_Short problem:_ Show every line of the data below that contains the string "instance"; case matters.

# Start of Supplied information

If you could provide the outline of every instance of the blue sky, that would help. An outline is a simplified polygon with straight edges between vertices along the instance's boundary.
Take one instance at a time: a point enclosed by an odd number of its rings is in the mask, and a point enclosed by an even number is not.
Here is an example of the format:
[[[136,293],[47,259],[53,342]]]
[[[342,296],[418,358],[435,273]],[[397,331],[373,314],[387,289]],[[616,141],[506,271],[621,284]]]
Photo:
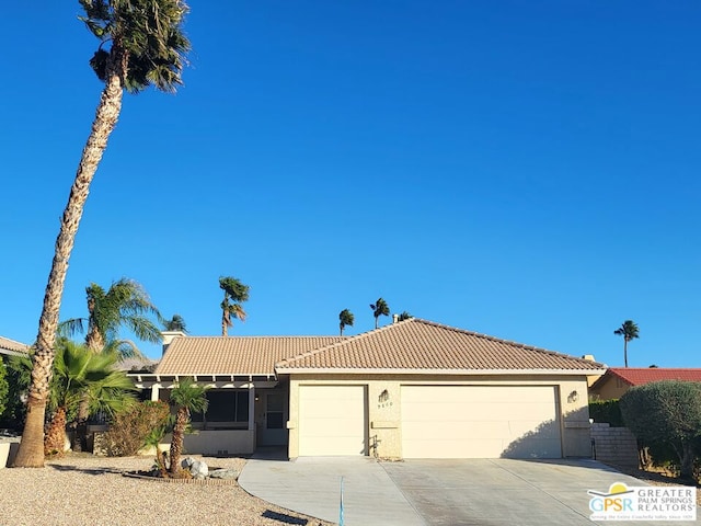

# End of Supplied information

_Worked answer:_
If you could provide the outline of every instance of the blue sky, that would help. An outline is a simplified polygon with straight edges between vertices along the instance's boundary.
Take one instance at a time: a point enclosed by an odd number of its rings is in the mask, and a point enclosed by an even number is not.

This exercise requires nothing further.